Leave the pictures out and write out exactly the lines from the top of the entries through the line containing "Mark the region of every instance of the photograph".

Records contained in a dataset
• • •

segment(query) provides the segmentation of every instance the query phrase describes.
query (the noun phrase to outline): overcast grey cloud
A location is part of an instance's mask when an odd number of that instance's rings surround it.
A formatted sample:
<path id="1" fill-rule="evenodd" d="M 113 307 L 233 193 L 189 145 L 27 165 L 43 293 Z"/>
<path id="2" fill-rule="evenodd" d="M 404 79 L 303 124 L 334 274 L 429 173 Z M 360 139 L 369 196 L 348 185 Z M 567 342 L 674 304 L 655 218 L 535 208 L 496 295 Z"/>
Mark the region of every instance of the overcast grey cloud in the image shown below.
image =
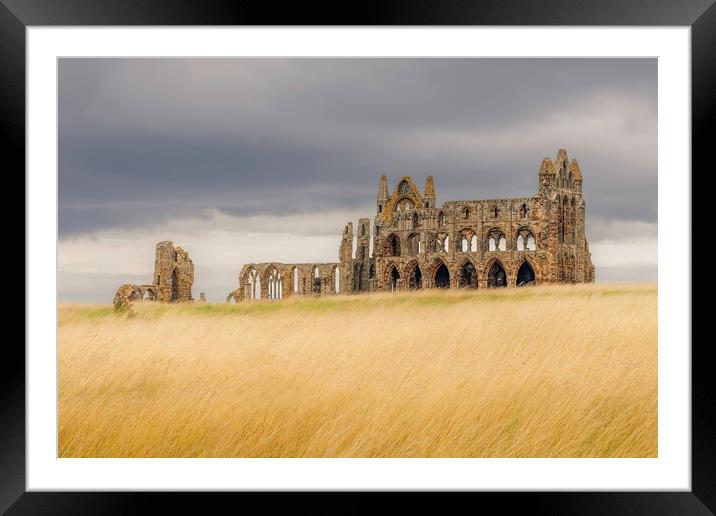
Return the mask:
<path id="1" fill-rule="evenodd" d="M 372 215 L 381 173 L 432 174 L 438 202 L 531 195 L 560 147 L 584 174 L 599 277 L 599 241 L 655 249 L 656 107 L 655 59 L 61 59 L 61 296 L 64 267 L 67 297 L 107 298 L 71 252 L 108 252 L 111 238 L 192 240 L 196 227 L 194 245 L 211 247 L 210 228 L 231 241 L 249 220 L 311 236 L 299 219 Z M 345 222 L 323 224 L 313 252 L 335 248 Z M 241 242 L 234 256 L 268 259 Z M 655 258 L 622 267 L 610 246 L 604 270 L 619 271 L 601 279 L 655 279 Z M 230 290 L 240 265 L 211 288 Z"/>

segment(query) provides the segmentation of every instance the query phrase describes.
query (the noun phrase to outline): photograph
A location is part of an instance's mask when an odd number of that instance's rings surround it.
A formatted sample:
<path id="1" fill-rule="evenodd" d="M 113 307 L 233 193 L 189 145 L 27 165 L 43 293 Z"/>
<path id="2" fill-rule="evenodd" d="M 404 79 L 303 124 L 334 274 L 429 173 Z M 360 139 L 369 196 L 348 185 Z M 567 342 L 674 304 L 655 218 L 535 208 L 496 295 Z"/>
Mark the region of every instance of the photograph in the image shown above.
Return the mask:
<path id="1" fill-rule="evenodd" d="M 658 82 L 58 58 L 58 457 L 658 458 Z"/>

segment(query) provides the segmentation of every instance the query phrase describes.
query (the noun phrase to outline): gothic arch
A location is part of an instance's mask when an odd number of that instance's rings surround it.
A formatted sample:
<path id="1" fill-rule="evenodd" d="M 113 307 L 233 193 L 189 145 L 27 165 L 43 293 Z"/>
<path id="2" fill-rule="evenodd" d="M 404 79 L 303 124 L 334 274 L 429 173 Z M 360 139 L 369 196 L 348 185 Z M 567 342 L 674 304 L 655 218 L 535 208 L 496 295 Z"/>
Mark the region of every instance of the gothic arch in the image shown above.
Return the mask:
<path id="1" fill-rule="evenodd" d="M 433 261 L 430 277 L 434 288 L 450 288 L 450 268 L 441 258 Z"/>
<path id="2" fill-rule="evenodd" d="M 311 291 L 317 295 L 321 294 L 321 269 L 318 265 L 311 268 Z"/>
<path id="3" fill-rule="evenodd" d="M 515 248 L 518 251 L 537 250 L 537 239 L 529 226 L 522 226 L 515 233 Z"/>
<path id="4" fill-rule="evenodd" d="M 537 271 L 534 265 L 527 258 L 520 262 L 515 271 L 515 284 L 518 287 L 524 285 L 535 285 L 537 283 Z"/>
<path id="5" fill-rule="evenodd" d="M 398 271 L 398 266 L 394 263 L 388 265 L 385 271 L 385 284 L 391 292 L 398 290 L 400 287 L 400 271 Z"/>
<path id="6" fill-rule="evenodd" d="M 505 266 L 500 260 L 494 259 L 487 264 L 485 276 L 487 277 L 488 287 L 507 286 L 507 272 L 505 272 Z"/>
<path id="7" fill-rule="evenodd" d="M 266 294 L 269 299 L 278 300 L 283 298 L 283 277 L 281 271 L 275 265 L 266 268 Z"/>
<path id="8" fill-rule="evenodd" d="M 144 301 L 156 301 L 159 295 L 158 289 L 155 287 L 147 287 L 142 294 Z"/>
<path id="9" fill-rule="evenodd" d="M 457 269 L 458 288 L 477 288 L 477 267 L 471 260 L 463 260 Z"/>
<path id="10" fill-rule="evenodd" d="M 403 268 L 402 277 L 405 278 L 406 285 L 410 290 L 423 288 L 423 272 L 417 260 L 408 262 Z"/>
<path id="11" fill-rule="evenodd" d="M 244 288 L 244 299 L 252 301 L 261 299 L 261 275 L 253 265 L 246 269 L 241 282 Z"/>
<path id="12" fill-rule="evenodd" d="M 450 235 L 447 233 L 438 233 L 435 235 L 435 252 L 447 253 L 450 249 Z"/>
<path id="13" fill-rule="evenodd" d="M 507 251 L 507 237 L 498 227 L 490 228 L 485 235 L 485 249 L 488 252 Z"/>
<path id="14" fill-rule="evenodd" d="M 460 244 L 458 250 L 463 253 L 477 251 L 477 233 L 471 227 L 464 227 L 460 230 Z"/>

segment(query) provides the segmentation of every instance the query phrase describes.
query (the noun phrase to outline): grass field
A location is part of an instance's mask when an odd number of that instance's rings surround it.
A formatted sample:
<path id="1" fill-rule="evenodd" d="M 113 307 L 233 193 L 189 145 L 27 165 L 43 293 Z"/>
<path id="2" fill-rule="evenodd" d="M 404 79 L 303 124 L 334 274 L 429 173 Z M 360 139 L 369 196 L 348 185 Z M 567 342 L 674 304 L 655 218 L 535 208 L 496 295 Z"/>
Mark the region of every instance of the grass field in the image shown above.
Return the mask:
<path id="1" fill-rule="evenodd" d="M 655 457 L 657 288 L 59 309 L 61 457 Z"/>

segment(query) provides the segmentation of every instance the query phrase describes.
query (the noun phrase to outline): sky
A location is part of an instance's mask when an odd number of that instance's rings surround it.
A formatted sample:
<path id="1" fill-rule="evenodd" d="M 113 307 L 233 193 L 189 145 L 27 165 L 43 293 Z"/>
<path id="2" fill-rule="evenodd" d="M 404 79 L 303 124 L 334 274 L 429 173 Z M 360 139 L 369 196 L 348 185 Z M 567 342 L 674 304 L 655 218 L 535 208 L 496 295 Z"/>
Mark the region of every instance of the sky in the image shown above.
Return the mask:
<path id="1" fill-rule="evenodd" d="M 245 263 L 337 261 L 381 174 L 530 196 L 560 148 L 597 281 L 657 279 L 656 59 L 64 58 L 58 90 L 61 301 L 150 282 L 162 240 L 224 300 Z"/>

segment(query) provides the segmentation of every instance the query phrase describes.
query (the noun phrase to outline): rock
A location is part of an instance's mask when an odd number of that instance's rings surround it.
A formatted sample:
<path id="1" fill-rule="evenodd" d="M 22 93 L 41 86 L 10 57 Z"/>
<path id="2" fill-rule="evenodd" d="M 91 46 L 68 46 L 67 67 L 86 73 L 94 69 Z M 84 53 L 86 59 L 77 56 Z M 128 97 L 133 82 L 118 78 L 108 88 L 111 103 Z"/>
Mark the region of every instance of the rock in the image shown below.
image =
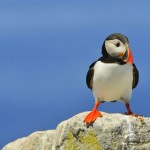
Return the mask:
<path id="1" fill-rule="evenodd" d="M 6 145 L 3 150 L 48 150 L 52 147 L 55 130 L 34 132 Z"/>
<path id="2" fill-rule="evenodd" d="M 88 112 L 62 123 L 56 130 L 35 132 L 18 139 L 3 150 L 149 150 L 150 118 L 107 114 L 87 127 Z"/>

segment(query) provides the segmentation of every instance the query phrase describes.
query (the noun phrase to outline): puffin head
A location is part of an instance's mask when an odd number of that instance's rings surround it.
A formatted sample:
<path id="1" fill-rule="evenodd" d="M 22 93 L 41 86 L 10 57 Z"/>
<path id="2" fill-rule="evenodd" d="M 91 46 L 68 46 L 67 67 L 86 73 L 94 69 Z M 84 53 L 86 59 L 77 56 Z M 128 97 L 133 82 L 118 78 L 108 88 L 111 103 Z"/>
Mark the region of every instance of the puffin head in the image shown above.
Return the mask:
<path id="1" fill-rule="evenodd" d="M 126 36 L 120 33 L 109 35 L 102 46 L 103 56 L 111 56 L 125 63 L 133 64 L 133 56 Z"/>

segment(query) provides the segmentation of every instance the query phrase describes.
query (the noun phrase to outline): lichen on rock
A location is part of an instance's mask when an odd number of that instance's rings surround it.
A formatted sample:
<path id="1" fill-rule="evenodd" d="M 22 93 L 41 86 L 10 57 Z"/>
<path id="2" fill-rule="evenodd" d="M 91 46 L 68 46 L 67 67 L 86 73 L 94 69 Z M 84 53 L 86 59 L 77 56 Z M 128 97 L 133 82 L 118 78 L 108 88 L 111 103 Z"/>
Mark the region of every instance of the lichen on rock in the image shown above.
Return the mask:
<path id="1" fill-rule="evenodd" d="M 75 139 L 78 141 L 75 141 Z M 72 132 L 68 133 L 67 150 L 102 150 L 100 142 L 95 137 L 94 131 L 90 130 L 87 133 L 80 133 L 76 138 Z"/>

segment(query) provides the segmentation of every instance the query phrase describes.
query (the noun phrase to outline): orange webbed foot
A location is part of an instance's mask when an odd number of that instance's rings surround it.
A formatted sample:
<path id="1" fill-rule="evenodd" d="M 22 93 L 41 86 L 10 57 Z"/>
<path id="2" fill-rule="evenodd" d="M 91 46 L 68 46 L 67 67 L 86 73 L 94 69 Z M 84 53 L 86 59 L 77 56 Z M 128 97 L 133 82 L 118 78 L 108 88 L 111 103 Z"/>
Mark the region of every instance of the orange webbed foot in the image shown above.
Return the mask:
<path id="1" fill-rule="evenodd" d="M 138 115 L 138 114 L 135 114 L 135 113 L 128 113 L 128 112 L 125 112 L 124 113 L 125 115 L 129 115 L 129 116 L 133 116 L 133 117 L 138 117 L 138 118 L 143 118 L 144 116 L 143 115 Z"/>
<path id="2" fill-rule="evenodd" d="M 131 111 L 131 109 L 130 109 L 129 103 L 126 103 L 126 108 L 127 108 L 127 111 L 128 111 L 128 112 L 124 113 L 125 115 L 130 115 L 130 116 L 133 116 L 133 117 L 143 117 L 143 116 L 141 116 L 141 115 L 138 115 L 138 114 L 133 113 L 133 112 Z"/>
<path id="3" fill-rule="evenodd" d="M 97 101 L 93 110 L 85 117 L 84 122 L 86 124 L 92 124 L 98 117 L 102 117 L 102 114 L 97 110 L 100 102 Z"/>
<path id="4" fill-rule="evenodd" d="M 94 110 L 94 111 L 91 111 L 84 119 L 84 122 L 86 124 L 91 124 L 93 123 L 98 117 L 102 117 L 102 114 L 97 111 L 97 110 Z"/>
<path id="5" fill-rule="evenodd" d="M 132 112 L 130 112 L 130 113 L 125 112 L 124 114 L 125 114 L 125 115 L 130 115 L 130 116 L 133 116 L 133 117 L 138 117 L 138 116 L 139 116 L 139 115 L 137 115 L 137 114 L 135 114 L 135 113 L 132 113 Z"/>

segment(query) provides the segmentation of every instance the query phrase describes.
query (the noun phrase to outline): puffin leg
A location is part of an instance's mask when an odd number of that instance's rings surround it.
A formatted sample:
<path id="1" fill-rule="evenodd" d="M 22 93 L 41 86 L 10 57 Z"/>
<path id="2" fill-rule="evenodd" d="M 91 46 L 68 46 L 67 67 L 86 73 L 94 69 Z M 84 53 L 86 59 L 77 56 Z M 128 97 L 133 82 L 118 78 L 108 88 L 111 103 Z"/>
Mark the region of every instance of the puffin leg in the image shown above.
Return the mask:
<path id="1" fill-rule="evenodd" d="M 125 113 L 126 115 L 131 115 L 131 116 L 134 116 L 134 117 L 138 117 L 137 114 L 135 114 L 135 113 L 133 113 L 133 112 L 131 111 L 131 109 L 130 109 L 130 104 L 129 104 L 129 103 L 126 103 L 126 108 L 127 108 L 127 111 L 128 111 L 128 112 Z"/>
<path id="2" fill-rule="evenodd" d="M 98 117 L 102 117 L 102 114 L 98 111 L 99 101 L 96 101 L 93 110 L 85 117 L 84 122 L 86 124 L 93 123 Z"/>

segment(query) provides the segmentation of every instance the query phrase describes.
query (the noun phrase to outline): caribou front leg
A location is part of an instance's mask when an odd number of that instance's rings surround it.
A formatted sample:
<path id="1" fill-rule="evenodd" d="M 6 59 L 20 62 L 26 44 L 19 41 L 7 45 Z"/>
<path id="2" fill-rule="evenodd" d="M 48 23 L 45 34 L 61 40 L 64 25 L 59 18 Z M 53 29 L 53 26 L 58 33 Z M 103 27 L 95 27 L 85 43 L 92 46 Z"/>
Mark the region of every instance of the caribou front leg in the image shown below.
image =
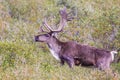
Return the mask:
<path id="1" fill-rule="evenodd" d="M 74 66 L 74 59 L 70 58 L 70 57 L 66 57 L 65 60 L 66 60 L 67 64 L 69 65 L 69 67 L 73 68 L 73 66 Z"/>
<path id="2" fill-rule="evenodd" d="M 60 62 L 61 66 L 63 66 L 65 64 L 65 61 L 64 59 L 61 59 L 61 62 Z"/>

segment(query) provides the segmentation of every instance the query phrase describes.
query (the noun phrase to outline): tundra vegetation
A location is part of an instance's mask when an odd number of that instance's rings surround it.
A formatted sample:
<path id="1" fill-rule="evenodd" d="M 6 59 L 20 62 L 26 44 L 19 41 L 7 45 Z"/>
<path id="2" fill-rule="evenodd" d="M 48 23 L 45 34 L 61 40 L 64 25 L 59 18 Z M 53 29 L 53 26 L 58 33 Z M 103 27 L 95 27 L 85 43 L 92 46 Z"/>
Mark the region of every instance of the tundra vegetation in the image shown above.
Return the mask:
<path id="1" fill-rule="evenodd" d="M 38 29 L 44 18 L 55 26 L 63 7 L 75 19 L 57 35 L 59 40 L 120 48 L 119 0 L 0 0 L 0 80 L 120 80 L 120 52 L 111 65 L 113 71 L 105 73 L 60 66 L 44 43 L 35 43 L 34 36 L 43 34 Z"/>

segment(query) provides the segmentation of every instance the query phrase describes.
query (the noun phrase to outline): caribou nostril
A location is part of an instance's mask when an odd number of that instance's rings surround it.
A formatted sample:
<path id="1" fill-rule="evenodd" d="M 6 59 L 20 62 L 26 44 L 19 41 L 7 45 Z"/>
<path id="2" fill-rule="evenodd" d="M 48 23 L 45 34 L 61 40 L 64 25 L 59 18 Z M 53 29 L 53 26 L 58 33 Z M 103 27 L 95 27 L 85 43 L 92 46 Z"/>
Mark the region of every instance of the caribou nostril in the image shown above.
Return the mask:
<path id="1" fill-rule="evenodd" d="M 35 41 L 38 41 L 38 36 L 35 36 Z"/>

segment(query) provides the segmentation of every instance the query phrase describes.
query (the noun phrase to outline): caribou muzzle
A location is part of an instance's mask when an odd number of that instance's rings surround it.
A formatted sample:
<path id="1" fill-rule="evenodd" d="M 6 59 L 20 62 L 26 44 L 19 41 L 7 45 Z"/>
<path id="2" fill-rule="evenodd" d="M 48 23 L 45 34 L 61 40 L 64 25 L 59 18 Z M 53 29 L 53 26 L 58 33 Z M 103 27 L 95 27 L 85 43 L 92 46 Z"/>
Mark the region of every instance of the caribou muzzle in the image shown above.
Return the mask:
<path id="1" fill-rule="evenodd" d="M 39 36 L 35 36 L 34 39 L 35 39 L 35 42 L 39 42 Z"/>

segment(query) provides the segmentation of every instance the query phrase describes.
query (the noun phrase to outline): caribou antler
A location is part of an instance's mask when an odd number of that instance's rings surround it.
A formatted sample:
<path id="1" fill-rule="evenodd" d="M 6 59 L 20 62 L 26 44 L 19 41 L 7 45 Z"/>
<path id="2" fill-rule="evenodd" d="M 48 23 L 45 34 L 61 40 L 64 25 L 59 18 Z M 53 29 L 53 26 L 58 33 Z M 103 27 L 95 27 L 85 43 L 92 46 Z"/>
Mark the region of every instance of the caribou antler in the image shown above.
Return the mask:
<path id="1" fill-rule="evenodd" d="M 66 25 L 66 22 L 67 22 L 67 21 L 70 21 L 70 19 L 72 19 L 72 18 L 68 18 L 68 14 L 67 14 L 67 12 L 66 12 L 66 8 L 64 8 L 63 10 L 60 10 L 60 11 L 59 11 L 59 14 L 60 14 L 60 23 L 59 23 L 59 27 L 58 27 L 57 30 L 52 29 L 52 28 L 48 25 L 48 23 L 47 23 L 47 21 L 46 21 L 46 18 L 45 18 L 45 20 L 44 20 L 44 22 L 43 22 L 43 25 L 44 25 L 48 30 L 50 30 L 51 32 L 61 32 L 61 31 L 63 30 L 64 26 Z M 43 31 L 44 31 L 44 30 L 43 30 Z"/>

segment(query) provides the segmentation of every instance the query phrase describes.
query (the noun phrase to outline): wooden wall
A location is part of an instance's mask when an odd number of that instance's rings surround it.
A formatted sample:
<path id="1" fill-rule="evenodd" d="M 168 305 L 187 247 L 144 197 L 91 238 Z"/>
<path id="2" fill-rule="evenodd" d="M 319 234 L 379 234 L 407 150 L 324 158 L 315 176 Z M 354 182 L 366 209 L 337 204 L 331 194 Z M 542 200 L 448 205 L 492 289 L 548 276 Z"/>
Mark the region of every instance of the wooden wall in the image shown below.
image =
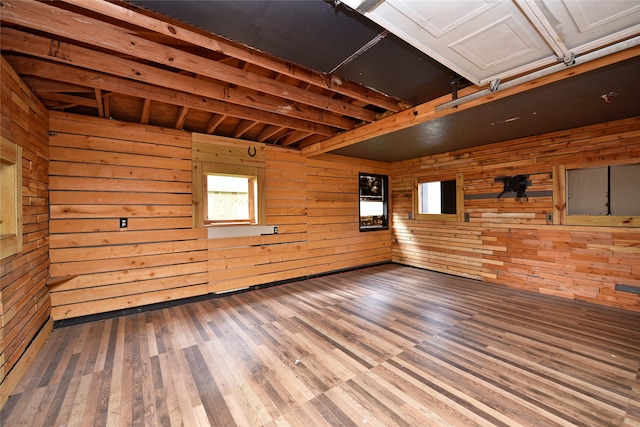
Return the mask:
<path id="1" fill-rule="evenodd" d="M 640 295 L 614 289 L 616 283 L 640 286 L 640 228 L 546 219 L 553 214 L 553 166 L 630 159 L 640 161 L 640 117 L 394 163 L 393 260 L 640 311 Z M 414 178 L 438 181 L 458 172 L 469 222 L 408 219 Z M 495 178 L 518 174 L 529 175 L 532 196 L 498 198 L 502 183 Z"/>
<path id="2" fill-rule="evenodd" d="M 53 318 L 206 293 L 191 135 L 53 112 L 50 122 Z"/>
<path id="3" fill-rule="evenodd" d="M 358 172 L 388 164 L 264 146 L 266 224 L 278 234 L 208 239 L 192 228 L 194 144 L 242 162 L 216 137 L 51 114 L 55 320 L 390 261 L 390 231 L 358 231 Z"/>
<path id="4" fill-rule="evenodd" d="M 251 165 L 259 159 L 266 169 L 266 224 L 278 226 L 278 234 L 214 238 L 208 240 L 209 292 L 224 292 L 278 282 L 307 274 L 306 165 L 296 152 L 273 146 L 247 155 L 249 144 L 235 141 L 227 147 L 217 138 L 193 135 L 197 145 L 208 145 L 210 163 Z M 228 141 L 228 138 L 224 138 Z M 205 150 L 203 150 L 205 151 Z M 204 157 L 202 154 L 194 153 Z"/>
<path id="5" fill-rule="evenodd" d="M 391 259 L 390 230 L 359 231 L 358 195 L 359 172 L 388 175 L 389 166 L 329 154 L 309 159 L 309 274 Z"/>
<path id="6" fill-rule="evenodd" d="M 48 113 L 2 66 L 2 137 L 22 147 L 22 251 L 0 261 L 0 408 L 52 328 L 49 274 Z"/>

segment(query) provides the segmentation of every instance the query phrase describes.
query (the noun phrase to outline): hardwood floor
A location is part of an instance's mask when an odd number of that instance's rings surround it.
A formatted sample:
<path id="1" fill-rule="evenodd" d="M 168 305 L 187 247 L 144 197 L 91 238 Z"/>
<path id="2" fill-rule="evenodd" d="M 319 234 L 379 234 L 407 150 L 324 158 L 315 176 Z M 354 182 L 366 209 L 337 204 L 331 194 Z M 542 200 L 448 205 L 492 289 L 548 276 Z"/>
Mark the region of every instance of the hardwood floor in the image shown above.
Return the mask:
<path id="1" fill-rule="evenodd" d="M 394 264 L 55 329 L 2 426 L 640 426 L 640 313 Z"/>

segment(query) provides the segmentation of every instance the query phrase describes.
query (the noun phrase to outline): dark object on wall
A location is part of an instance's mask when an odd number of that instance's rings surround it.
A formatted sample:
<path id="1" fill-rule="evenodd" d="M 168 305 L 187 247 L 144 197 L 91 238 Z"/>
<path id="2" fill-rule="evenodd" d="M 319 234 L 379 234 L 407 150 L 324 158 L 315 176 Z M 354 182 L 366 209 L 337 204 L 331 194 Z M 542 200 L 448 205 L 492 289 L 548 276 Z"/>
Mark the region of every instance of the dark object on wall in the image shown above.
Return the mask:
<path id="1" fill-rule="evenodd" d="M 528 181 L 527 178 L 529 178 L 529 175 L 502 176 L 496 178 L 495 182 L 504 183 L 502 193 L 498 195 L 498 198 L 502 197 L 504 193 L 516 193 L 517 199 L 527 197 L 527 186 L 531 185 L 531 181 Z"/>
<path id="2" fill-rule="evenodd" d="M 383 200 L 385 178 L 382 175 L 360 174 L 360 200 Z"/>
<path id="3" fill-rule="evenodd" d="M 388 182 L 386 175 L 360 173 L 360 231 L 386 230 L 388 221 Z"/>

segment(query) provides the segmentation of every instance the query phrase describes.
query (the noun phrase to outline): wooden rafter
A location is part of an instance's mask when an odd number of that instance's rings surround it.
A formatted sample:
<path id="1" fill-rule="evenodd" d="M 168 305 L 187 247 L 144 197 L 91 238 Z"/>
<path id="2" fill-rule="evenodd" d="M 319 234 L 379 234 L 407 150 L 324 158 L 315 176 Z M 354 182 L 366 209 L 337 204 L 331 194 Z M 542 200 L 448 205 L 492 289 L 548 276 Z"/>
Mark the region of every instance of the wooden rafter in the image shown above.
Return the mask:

• • •

Result:
segment(query) provides the segmentation of every instance the query phrase describes.
query (the noun phrase to outline): overcast grey cloud
A location is part of an instance's mask when an odd number of that instance's rings surround it.
A formatted sample:
<path id="1" fill-rule="evenodd" d="M 113 307 L 233 193 L 189 145 L 27 165 L 43 293 Z"/>
<path id="2" fill-rule="evenodd" d="M 404 79 L 303 124 L 334 274 L 429 173 Z M 360 139 L 369 196 L 348 185 Z M 567 342 L 674 304 L 655 218 L 535 208 L 496 295 Z"/>
Mark the region of every instance of the overcast grey cloud in the image shown below.
image =
Return the mask:
<path id="1" fill-rule="evenodd" d="M 372 215 L 381 173 L 432 174 L 438 202 L 531 195 L 560 147 L 584 174 L 599 277 L 599 241 L 655 249 L 656 107 L 655 59 L 61 59 L 61 296 L 64 267 L 67 297 L 107 298 L 71 252 L 108 252 L 111 238 L 192 240 L 196 227 L 194 245 L 211 247 L 210 228 L 231 241 L 249 220 L 311 236 L 299 219 Z M 345 222 L 323 224 L 313 252 L 335 248 Z M 241 242 L 234 256 L 268 259 Z M 655 258 L 622 267 L 610 246 L 604 270 L 619 271 L 601 279 L 655 279 Z M 230 290 L 240 265 L 211 288 Z"/>

segment(query) provides the segmentation of every instance the query phrase describes.
query (the noun phrase to outline): photograph
A location is part of an instance's mask when an odd number of that instance's rings surround it.
A formatted sample:
<path id="1" fill-rule="evenodd" d="M 113 307 L 233 193 L 189 145 L 27 165 L 43 293 Z"/>
<path id="2" fill-rule="evenodd" d="M 404 79 L 303 124 L 334 274 L 429 173 Z M 360 139 L 369 196 L 348 185 Z M 567 342 L 674 304 L 655 218 L 535 208 L 496 295 Z"/>
Mark the region of every instance of the photograph in the image shown above.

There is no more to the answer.